**What to produce**
Copy out all the entries shown below, exactly as they appear.

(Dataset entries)
=-=-=-=-=
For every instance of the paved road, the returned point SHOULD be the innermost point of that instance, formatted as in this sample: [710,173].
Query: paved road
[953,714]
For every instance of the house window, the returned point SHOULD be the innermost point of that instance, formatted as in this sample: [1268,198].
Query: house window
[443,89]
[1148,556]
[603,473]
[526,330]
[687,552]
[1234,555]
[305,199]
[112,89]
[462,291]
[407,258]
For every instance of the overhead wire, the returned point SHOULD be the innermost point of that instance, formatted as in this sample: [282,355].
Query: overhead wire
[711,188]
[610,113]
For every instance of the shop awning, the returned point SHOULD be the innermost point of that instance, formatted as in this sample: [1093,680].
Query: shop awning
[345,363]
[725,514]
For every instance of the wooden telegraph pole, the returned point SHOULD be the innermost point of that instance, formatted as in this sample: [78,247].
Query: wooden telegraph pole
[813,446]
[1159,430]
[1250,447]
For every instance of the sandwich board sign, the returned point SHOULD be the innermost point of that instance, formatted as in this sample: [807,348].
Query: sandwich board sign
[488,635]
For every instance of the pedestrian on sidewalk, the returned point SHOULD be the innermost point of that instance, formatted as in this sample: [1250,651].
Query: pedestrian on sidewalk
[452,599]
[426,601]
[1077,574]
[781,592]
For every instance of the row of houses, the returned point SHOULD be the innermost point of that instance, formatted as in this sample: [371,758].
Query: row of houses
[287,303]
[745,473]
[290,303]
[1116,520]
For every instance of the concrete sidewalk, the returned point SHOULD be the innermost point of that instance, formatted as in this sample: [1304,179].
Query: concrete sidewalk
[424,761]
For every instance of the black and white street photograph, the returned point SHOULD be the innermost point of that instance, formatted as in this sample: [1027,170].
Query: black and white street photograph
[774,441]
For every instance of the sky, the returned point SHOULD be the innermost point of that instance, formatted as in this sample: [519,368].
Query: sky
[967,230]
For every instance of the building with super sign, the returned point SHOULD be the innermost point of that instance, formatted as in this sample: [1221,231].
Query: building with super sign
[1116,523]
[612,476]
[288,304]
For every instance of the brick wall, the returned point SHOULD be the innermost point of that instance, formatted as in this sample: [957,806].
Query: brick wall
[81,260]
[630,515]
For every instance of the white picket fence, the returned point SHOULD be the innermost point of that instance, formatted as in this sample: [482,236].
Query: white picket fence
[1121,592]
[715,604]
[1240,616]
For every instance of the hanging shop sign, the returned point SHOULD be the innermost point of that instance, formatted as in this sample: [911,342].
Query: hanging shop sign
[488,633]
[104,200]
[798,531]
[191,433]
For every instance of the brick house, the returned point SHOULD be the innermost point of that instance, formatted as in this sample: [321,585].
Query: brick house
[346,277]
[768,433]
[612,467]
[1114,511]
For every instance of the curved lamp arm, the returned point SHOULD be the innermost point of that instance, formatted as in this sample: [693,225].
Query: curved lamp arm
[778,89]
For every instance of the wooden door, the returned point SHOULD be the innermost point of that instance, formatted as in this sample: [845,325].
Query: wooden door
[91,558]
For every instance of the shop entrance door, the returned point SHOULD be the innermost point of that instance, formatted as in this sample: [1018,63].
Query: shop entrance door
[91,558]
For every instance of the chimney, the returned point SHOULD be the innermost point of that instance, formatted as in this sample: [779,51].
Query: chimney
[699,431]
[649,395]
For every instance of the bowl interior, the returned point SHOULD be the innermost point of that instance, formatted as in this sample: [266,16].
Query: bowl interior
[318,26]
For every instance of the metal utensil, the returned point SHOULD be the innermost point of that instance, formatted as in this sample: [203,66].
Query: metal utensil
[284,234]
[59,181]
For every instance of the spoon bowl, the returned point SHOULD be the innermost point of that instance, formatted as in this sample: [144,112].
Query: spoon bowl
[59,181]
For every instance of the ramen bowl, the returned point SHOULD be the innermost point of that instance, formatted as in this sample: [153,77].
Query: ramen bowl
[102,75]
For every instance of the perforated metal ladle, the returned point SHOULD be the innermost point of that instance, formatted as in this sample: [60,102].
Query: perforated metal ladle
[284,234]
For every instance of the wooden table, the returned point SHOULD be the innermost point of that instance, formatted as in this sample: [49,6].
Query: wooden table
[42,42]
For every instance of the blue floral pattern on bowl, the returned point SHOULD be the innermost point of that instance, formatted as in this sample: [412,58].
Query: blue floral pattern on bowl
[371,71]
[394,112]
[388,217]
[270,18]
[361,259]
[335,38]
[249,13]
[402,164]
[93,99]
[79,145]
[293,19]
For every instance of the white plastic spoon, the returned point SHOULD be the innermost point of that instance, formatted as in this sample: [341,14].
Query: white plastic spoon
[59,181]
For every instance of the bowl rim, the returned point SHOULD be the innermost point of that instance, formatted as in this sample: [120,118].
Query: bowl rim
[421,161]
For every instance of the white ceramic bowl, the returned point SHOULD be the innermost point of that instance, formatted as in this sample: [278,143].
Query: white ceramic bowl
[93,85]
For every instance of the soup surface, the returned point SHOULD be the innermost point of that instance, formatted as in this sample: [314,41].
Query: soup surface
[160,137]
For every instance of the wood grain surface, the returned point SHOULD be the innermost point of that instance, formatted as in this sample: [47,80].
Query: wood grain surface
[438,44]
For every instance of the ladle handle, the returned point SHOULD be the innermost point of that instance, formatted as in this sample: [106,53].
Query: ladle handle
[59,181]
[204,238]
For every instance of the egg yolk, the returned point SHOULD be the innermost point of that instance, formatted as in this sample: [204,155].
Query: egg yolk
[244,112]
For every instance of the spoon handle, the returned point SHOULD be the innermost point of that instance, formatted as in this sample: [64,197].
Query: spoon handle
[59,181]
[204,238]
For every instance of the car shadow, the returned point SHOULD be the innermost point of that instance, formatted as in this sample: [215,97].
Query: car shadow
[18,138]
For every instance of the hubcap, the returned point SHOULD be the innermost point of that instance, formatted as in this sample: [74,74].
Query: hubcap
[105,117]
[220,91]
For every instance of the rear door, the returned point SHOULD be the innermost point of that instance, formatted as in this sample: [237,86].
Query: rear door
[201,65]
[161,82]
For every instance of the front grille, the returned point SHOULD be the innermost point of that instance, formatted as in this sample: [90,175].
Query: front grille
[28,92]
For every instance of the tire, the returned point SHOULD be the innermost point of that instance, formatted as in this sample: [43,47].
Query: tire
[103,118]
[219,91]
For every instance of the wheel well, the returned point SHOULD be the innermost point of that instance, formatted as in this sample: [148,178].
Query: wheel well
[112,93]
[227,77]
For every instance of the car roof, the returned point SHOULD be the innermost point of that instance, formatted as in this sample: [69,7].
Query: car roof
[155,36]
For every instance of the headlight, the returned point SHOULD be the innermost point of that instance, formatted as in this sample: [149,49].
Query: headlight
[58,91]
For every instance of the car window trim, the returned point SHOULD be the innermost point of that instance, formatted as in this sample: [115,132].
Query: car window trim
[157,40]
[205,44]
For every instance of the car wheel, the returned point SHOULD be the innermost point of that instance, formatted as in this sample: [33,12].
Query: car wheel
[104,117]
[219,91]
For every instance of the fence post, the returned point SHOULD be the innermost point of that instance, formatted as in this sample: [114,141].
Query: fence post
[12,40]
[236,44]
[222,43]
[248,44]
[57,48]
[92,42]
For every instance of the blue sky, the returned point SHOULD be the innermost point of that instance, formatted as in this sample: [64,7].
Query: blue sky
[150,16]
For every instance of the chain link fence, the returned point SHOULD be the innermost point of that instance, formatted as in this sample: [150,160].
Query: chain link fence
=-=-=-=-=
**Response**
For every instance of the paved road, the returned point SHOULD be the innermost point of that instance, formatted as in this sample: [710,173].
Query: paved road
[953,714]
For every instance of the house window, the returned point SHOULD be the innermost point of that instance, formatted as in this sample: [1268,198].
Query: house window
[443,89]
[1148,556]
[603,473]
[526,330]
[687,552]
[1234,555]
[305,199]
[112,89]
[462,291]
[407,258]
For every instance of the overhead wire, the returned point SHOULD be the innermost point of that instance, formatted as in this sample: [282,355].
Query: overhead wire
[711,188]
[610,113]
For every instance of the shop awning, the returned point SHOULD be the innermost point of that instance, formatted as in this sample: [1093,680].
Query: shop awning
[345,363]
[725,514]
For every instance of the wooden telegraph pole, the returned point SHOULD be the innermost point of that instance, formatted as in this sample: [78,247].
Query: wooden telegraph pole
[813,446]
[1159,430]
[1250,447]
For every instance of the sandwich board sign, the returned point SHOULD be the innermost point of that instance, formatted as in this sample: [807,348].
Query: sandwich board sign
[488,635]
For every instance of the pedestrian on sidewalk, the returned point SHOULD be the innermost point of that instance, formatted as in this sample: [1250,651].
Query: pedestrian on sidewalk
[452,599]
[426,601]
[1077,574]
[781,592]
For every instance of the row of houses, the returned point SHOULD be the innermost point of that instance, formatted as in this sample: [371,758].
Query: row of houses
[287,303]
[745,473]
[290,303]
[1116,520]
For every instance of the concrete sidewalk, the returned point SHOULD be the innermost point of that instance, formatted as in this sample: [1304,179].
Query: concrete sidewalk
[424,761]
For every instance of the black and white street photograph, the returned point SHOULD be the innermost point of that instance, formatted as in this sample: [1027,170].
Query: black and white street photograph
[774,441]
For every instance of the sky, the returned point SHOULD be the innermost point of that instance, formatted as in this sample: [519,368].
Query: sky
[967,230]
For every instance of the building with super sign, the returned point SHOULD be the innermost point of that instance, formatted as in this sample: [1221,231].
Query: building with super sign
[1116,523]
[612,476]
[288,304]
For every instance of the brick wall, the returned point SHOULD be the innermost point of that instance, formatted as in this sample: [957,806].
Query: brick wall
[81,260]
[630,515]
For every instance of the white picket fence, the returned point SHOULD be the innermost point of that instance, formatted as in this sample: [482,236].
Query: white picket fence
[1121,592]
[715,604]
[1240,616]
For every instance of the hanging shop sign, the returned point SHOULD be the innermost point of that instance, formatted as in this sample: [911,342].
Query: hanging shop sign
[488,633]
[104,200]
[798,531]
[191,433]
For every instance of the brick house, the returned point SHOULD be the innermost point of that instance, formatted as in this sample: [321,585].
Query: brick house
[346,277]
[768,433]
[612,467]
[1114,511]
For every instance of the curved lamp arm, the returned point SHOULD be the innermost point of that instance, formatted as in this sample: [693,225].
Query: curved lamp arm
[778,89]
For every instance of the wooden door, the returned point SHOULD be the innermost point of that instance, formatted as in this sample: [845,325].
Query: wooden door
[91,558]
For every instance of the shop entrance door, the returned point SHOULD be the innermost point of that instance, formatted as in this sample: [1018,63].
Query: shop entrance door
[91,558]
For every instance of the chimney, the returned point SHOULD be the innermost point of that instance, formatted as in this sample: [779,51].
Query: chimney
[699,431]
[649,395]
For every instance of the bowl interior, the returned point SHOULD be the innermost point of that instance, formatted as in this sample: [266,16].
Query: bowl interior
[318,26]
For every instance of the metal utensil, the returned point SHOULD be the innermost point of that instance, formatted as in this sample: [203,66].
Query: metal utensil
[284,234]
[59,181]
For every instance of the spoon bowl, the returned point SHOULD be the innermost point of that instance, formatted as in this sample: [144,112].
Query: spoon bowl
[59,181]
For every instance of the ramen bowl, the returned point SHOULD be the innermost point of that instance, formatted as in this sample: [153,77].
Query: ramen bowl
[102,75]
For every instance of the perforated metal ladle, the returned point SHOULD be the innermost point of that instance, formatted as in this sample: [60,102].
Query: perforated metal ladle
[284,234]
For every instance of the wooden table, the returned point SHOULD be the innermost point of that instance, formatted as in this sample: [49,6].
Query: wooden table
[42,42]
For every instance of the blue floral pattern on bowl, the returned point SHOULD be the innermost point of that instance, formatted as in this sample: [412,58].
Query: blue floral pattern on bowl
[371,71]
[394,112]
[388,217]
[270,18]
[361,259]
[335,38]
[249,13]
[402,164]
[93,99]
[79,145]
[293,19]
For every instance of the white plastic spoon, the returned point SHOULD be the innermost point of that instance, formatted as in this sample: [341,14].
Query: white plastic spoon
[59,181]
For every instance of the bowl rim, the returned point SHOULD be the innermost point of that instance, formatted as in this sample: [120,118].
Query: bowl rim
[421,161]
For every instance of the white ceramic bowl, the returned point SHOULD be the innermost point of that instance, formatted as in this sample: [278,143].
Query: white ceramic bowl
[93,85]
For every instance of the soup surface, the returned point SHOULD be the innermost point of that instance, formatted as in this sample: [314,41].
Query: soup surface
[160,137]
For every instance of the wood grain surface, the returned point SHOULD be the innermost point of that instance, formatted as in this sample: [47,80].
Query: wood grain surface
[438,44]
For every instance of the ladle handle, the returned point SHOULD be the innermost point of that instance, formatted as in this sample: [106,53].
Query: ladle handle
[59,181]
[204,238]
For every instance of the egg yolk, the returned point SHOULD be the innermost point of that instance, formatted as in this sample: [204,155].
Query: egg yolk
[244,112]
For every instance of the spoon handle, the returned point SHOULD be the innermost point of that instance, formatted as in this sample: [64,197].
Query: spoon handle
[59,181]
[204,238]
For every instance of the car shadow, the returned point SHOULD be the innermost point of that instance, formatted as in this sample: [215,97].
Query: car shadow
[18,138]
For every instance of the hubcap, the returned point SHOULD be the innermost point of that instance, formatted as in this sample: [74,74].
Query: hubcap
[105,117]
[220,91]
For every instance of the rear door, the returned point SHOULD be the innermost point of that instance, formatted as in this sample: [237,86].
Query: rear door
[201,65]
[161,82]
For every instance of the front grille, the returned point SHOULD be the innermost point of that instance, formatted as in this sample: [90,175].
Query: front grille
[28,92]
For every instance of the tire, the returned point SHOULD be the innermost point of that instance, formatted as in this sample: [43,47].
Query: tire
[103,118]
[219,91]
For every instance of the wheel well, the returned point SHOULD be the innermost point of that instance, formatted as in this sample: [148,178].
Query: wheel well
[112,93]
[227,77]
For every instance of the car roof, the returned point SHOULD be the innermost point of that instance, formatted as in this sample: [69,7].
Query: car roof
[155,36]
For every instance of the headlight, the returned point SHOULD be the innermost point of that instance, formatted as in this sample: [149,49].
Query: headlight
[58,91]
For every instance of the car window trim, the returned point SHOULD be the innermost point of that instance, formatted as in this sample: [115,132].
Query: car window trim
[157,40]
[205,44]
For every instance of the car wheel, the returned point SHOULD be the innermost point of that instance, formatted as in this sample: [33,12].
Query: car wheel
[104,117]
[219,91]
For every instance of the fence post, the returned point SHOULD be the innermost point of that instance, formatted as in this sample: [114,141].
Query: fence post
[12,40]
[236,44]
[222,43]
[248,44]
[57,48]
[92,42]
For every instance of the blue sky, the returned point SHOULD be the innermost point of that instance, formatted as in this sample: [64,7].
Query: blue sky
[150,16]
For every instance of the chain link fence, the returned point SHOULD be the innermost point of that instance, formatted as in this sample: [150,160].
Query: chain link fence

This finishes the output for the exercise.